:: Source data ::

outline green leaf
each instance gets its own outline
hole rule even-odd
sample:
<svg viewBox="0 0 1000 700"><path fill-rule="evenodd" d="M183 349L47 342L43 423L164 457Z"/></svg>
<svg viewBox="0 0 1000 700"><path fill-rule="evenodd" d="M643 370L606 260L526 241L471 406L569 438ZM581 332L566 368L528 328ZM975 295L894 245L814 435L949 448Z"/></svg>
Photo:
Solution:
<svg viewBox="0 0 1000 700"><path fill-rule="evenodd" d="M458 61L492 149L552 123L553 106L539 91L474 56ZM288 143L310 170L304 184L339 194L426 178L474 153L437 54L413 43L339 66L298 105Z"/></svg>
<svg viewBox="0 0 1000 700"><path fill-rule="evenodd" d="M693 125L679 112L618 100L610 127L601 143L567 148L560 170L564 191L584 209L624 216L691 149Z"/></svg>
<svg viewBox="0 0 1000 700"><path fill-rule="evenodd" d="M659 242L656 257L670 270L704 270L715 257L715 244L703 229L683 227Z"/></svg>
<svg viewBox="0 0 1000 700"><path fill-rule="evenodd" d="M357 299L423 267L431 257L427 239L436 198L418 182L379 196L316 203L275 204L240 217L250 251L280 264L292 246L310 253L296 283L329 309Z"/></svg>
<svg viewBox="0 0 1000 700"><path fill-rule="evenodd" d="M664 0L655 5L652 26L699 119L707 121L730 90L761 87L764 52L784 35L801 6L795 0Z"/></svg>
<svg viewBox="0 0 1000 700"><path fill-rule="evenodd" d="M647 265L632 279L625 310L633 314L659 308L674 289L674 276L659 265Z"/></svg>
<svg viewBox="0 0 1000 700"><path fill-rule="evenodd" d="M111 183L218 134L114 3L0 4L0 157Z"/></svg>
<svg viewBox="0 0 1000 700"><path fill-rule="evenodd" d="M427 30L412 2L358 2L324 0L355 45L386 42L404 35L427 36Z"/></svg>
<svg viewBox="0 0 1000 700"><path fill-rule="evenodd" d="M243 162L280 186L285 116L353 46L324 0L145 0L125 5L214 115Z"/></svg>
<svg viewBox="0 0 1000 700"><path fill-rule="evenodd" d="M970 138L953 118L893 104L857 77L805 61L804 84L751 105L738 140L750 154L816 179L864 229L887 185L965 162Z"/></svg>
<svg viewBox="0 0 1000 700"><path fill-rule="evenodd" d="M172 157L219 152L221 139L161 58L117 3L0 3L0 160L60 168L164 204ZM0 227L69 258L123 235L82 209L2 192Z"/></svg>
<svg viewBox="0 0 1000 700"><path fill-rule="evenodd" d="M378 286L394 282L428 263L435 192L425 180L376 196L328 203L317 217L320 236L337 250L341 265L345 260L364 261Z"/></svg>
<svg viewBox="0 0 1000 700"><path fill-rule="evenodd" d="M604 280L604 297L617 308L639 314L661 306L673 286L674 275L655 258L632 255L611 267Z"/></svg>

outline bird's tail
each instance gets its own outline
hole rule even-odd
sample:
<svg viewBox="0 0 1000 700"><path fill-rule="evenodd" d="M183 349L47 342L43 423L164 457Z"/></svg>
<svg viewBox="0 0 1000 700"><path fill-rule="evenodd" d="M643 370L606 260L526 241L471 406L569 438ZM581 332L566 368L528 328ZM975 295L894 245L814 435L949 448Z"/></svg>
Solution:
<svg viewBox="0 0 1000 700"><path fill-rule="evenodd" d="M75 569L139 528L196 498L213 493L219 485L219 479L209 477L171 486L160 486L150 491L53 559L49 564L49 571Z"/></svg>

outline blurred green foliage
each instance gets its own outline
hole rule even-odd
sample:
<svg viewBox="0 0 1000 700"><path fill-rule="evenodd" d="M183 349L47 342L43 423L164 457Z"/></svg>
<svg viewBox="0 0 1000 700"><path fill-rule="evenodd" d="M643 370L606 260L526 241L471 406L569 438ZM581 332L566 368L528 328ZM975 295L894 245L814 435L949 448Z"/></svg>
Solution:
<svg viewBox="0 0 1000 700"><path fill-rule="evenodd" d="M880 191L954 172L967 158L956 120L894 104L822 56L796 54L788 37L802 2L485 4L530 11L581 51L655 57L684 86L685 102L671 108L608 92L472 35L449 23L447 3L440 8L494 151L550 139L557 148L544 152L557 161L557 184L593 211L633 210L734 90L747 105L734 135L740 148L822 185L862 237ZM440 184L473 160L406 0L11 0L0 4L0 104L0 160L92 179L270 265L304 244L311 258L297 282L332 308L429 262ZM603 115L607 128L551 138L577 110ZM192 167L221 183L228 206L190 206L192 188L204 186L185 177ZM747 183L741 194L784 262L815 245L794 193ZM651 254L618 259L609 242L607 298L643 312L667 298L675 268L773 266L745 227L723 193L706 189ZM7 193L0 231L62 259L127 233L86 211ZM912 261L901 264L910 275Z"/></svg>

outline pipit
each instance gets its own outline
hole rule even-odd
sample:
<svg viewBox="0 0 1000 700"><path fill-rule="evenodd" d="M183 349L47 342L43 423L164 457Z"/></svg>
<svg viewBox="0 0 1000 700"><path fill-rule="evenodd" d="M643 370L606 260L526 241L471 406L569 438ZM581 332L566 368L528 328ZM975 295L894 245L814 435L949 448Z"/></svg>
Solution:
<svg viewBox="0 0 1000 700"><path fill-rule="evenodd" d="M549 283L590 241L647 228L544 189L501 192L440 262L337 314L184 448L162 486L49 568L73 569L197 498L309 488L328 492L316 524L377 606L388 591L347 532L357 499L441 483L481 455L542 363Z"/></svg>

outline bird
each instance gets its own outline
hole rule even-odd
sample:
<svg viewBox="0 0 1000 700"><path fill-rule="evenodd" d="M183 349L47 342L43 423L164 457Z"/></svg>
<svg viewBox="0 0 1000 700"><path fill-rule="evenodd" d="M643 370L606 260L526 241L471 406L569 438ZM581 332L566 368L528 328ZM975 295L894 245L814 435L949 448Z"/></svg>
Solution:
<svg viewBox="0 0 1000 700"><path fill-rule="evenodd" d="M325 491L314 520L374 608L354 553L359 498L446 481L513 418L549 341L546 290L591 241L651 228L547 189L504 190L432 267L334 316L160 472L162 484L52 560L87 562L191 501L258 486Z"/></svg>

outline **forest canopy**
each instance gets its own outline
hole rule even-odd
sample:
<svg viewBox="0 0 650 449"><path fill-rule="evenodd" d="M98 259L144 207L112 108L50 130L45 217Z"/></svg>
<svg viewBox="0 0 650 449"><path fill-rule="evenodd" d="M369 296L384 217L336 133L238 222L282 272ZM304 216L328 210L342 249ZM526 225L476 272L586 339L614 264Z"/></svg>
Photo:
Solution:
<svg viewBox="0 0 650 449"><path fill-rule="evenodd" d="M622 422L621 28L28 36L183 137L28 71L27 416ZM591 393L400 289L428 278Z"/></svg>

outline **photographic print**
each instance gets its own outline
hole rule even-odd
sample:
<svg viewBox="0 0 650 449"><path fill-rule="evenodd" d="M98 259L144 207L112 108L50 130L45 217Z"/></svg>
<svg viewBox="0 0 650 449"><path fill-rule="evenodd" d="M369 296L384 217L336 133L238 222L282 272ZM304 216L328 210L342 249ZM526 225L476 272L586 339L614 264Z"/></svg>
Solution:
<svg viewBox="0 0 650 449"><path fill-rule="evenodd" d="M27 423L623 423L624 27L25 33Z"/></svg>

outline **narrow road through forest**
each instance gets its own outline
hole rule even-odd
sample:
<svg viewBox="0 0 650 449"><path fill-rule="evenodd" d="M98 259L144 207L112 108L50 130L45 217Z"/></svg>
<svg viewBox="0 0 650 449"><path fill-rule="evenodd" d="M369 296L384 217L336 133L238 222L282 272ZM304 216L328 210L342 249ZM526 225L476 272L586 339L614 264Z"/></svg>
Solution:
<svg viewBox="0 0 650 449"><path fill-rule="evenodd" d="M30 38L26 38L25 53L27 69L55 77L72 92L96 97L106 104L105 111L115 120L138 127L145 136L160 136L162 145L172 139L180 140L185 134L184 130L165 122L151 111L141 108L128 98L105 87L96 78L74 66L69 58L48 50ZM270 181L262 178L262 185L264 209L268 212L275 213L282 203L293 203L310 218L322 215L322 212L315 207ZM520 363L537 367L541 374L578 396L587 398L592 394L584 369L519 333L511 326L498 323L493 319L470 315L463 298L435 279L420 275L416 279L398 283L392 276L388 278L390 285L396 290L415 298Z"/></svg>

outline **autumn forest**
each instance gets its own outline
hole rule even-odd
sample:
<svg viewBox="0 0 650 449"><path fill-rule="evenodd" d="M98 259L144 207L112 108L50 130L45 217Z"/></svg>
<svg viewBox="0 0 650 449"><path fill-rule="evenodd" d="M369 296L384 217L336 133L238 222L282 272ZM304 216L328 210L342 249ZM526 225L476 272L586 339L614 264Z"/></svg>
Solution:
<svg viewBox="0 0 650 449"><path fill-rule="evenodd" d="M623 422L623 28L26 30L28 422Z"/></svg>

:::

Where a line contains "outline **autumn forest**", begin there and output each line through the end of the data above, exactly; give no other lines.

- [Your response]
outline **autumn forest**
each instance gets its own outline
hole rule even-odd
sample:
<svg viewBox="0 0 650 449"><path fill-rule="evenodd" d="M98 259L144 207L112 108L50 130L45 217Z"/></svg>
<svg viewBox="0 0 650 449"><path fill-rule="evenodd" d="M369 296L384 217L336 133L238 222L282 272ZM304 216L328 210L342 249ZM526 225L476 272L586 339L614 264Z"/></svg>
Solution:
<svg viewBox="0 0 650 449"><path fill-rule="evenodd" d="M623 422L623 28L26 30L28 422Z"/></svg>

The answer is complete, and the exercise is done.